→ Task statement: Where the material below has a line containing "Can you find the white concrete", start repeating exactly, and keep going through the line containing "Can you find the blue", with no other lines.

→ Data supplied:

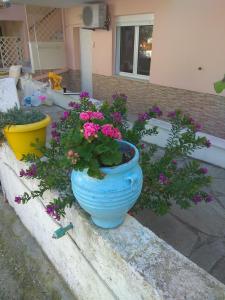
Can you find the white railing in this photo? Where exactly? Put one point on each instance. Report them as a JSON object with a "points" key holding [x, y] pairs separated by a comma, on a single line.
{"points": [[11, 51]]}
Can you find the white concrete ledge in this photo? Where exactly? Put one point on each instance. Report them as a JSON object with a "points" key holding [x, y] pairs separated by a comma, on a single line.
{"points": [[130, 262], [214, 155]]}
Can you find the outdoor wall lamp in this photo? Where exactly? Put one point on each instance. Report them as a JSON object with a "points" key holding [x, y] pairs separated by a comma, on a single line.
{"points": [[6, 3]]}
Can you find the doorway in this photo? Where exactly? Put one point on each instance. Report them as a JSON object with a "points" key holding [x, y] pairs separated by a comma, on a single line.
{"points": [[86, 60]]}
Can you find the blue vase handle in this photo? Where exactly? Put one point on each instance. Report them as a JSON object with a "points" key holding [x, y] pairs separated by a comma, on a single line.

==

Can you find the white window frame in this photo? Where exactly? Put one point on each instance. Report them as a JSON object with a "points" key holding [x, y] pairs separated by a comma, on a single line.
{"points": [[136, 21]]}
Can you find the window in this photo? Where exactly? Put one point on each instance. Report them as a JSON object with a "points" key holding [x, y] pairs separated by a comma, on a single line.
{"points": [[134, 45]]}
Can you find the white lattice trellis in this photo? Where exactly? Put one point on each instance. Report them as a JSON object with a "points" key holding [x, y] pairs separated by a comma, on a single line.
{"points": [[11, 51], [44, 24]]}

→ Written reply:
Can you find the white concrete ledge in this photo? Where exactly? Put one point on each instance. Report them as a JSON object with a "points" key holding [x, y] pairs separated by a comma, on a single line.
{"points": [[130, 262], [214, 155]]}
Can you find the outdoor wall lamp in this photo? Where exactly? Put one point on each instance. Report them as a JSON object with a "points" key holding [x, y] pairs separated by a comma, on a single line.
{"points": [[6, 3]]}
Can you find the doorway in this photo? Where exactly? Put one point on each instance. Report them as a JSON object with a "points" key holding [x, y] pairs separated by a comma, on a single line.
{"points": [[86, 60]]}
Can you find the blue vase handle in this photo? Where exactly? Put one point on each instance. Report them as a JSON object with a "points" key holding [x, y] pairs separated by a comma, on a single line.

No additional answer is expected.